(DATA SECTION begins)

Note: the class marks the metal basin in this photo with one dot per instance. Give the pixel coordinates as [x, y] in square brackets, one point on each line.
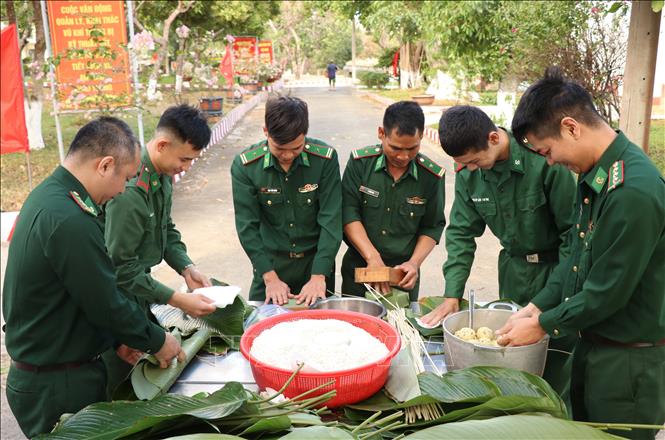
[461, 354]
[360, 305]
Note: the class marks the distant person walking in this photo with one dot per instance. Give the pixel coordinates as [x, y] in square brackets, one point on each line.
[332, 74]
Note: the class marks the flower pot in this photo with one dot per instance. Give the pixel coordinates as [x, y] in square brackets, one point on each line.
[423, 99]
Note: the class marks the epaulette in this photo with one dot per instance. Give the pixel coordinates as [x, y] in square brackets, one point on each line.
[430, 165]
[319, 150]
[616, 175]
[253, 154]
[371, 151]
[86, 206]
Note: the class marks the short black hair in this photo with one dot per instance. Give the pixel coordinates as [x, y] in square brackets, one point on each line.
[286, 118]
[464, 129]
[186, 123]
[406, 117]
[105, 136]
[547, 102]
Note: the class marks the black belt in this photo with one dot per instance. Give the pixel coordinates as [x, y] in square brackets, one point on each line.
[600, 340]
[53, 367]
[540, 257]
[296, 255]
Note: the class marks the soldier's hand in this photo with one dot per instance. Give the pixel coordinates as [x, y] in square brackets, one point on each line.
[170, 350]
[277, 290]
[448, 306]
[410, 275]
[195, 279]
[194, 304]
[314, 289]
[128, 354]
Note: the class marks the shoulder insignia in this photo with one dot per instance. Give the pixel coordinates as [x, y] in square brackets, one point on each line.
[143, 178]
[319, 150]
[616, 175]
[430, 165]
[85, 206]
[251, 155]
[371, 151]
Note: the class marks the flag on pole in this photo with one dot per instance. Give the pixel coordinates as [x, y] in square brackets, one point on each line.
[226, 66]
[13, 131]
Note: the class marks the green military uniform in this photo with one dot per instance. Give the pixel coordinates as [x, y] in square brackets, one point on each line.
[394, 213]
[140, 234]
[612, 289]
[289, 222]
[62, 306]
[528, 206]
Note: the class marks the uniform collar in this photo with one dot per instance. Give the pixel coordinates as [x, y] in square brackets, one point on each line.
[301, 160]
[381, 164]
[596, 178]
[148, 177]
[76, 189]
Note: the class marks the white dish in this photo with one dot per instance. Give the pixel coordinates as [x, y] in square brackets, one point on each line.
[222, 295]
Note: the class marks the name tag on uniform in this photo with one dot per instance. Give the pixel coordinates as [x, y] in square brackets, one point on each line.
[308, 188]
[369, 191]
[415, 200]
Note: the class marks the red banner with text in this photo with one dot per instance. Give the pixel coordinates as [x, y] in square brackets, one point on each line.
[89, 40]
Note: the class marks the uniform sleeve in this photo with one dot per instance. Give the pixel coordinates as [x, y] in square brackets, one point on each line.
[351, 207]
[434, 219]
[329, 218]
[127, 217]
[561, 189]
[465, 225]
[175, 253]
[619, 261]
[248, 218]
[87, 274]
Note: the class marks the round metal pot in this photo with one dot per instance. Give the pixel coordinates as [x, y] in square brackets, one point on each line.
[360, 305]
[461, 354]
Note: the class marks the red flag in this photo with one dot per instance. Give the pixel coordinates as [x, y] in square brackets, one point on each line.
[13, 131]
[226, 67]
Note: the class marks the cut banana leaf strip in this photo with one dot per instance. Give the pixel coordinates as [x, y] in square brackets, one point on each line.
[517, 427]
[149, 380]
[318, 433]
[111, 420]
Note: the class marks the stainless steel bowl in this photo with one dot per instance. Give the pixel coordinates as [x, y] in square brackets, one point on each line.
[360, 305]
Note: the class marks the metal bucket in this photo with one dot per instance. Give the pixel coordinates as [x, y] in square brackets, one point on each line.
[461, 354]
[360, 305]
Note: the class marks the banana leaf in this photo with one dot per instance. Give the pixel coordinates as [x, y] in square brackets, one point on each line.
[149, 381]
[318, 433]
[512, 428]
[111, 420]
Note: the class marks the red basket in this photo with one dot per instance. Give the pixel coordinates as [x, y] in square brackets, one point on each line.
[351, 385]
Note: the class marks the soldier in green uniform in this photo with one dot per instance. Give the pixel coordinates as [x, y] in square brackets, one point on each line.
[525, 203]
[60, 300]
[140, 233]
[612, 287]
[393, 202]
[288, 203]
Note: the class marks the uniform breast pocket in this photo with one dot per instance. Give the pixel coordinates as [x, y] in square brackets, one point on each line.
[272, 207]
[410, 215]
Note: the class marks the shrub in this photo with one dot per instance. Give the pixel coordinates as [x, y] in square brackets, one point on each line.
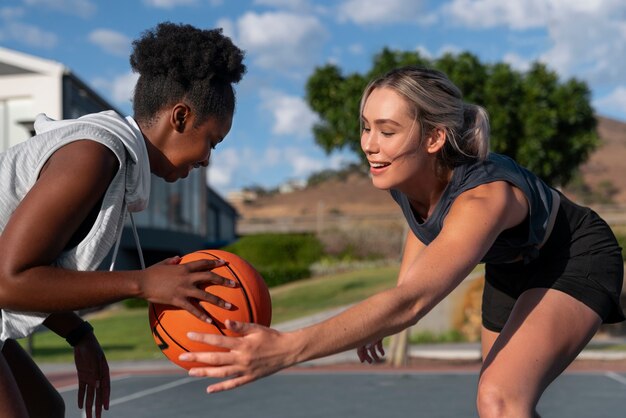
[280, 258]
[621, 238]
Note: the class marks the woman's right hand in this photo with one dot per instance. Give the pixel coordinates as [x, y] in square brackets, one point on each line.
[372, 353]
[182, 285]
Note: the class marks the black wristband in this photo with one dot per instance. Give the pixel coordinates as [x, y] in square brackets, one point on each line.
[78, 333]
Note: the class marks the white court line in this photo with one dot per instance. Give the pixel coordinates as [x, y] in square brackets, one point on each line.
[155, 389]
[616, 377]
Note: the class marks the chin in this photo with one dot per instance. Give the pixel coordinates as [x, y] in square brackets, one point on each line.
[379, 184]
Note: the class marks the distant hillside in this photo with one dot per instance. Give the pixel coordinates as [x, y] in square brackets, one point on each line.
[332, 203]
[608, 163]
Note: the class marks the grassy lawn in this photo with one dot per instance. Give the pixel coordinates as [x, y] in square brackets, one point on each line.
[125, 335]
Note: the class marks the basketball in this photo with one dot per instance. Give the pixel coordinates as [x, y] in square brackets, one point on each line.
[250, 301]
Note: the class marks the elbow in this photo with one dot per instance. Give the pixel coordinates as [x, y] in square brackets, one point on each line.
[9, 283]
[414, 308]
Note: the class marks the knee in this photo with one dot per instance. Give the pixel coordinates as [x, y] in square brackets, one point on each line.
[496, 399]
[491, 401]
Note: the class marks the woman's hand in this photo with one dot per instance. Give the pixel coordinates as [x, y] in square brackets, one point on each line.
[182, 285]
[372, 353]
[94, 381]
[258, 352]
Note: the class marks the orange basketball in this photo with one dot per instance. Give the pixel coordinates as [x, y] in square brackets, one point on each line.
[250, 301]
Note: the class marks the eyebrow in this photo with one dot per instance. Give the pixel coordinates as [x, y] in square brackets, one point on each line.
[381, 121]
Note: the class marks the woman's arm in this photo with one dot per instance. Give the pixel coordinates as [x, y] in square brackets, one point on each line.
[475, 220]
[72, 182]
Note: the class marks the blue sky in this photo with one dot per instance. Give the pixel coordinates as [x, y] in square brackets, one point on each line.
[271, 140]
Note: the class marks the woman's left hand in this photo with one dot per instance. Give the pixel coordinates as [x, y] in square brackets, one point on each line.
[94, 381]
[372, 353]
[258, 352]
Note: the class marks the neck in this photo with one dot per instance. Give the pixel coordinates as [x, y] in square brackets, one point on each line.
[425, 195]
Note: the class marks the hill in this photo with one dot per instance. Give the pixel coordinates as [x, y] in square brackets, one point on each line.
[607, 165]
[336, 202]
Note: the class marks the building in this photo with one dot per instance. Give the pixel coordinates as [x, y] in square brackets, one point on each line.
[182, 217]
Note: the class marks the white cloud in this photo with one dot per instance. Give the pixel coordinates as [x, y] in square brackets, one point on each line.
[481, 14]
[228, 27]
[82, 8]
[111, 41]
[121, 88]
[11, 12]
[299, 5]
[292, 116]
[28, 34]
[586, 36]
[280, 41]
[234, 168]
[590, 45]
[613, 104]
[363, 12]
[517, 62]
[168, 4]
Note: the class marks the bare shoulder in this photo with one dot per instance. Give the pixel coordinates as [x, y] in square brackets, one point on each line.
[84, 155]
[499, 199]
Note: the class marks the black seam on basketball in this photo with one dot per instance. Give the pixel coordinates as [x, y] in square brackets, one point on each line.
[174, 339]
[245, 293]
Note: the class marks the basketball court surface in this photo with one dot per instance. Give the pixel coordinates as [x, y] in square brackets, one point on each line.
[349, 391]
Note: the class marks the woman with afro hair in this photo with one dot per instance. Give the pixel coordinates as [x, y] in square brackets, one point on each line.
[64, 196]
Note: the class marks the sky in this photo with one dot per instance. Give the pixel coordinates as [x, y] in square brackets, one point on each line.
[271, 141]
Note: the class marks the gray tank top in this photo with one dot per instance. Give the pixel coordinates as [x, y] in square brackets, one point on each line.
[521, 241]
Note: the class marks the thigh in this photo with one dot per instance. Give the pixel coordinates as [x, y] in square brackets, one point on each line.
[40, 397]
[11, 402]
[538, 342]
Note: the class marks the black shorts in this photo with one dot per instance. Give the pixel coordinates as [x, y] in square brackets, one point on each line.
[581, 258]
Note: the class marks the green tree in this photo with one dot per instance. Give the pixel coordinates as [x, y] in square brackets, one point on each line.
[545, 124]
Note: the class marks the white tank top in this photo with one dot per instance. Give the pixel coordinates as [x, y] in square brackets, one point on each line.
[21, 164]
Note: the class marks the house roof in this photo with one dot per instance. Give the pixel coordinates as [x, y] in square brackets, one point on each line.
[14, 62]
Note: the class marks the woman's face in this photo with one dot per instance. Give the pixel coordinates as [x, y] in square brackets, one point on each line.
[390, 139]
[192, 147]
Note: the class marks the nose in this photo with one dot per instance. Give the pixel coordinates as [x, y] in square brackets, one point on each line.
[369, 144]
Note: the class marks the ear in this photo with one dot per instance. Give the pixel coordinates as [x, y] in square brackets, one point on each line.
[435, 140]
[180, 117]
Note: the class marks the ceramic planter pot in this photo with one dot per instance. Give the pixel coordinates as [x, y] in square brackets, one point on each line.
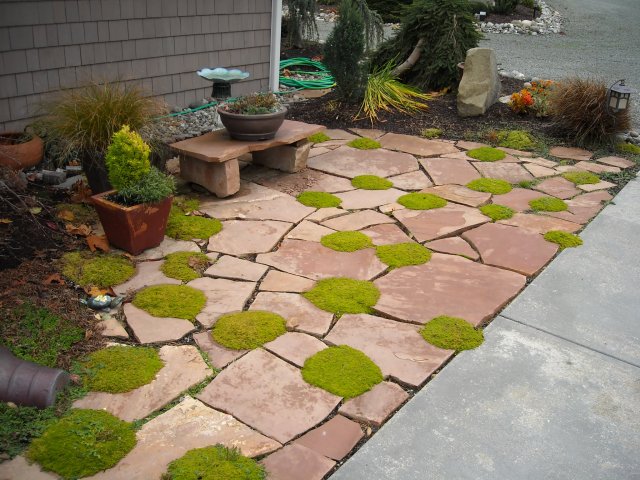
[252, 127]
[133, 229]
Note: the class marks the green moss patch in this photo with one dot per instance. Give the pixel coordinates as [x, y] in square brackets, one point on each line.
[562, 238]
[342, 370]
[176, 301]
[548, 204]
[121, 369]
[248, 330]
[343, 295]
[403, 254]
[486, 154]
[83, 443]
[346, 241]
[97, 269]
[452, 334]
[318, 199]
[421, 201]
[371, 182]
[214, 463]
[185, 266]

(DATA SECTION ends)

▶ **WORK INSTRUCTIONS**
Set down exactly what runs from the line containing "Note: the class marks the green moss" through the last line above, both lines included.

▶ **RESPONSE TO THIS TASK**
Note: the class marks the green moss patch in this photo with one dot per instance. Give the pixel coordinates as [x, y] in square brackets, one point on each line.
[562, 238]
[342, 370]
[176, 301]
[548, 204]
[121, 369]
[248, 330]
[343, 295]
[403, 254]
[486, 154]
[83, 443]
[346, 241]
[97, 269]
[452, 334]
[318, 199]
[421, 201]
[371, 182]
[214, 463]
[185, 266]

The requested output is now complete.